[GOAL] Please retype, character for character, the lines of the listing below, starting at the line that contains "Indicate the snow in" and ending at the line that contains "pixel 85 49". Include both of those lines and nothing else.

━━━━━━

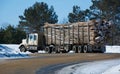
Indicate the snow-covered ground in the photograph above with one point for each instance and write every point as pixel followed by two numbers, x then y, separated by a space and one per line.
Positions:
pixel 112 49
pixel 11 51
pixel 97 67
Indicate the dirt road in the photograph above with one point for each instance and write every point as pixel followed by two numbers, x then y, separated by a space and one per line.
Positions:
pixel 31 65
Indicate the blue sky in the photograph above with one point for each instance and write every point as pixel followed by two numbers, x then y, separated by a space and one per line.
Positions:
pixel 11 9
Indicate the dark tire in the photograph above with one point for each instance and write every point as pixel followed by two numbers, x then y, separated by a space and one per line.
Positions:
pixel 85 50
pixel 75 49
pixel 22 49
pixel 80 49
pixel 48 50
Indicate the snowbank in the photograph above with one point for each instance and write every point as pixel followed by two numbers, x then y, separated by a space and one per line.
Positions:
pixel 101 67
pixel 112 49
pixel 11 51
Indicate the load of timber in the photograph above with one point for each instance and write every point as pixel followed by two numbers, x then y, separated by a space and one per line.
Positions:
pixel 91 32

━━━━━━

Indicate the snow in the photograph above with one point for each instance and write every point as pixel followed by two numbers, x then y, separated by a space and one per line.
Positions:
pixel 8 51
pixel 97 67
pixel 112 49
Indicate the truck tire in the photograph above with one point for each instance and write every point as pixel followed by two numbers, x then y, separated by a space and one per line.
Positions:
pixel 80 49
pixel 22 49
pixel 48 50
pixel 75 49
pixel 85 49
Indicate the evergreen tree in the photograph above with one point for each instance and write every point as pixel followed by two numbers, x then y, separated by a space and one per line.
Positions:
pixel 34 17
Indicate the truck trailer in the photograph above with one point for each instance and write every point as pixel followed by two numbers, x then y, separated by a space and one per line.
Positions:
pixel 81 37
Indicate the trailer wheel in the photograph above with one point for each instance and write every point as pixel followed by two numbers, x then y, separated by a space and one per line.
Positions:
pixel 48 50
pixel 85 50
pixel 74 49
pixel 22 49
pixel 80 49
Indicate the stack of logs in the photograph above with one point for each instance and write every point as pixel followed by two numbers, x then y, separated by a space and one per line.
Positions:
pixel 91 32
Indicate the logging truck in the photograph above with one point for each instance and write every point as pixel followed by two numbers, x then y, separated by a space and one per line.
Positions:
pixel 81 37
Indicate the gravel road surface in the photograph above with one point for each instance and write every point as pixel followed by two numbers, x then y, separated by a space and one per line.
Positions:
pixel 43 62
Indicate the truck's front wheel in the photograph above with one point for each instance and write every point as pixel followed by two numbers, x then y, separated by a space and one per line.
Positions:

━━━━━━

[SOLUTION BELOW]
Indicate the snow in the photograph above with one point for each instance and write every point as pixel followed by two numbers, x then y, separated by a space and one per line.
Positions:
pixel 8 51
pixel 97 67
pixel 112 49
Indicate the truck tire in the photograph above with one point for each instance and write every point as pixel followed by two numbers, x then y, separated by a space and one per line.
Positions:
pixel 80 49
pixel 22 49
pixel 48 50
pixel 75 49
pixel 85 49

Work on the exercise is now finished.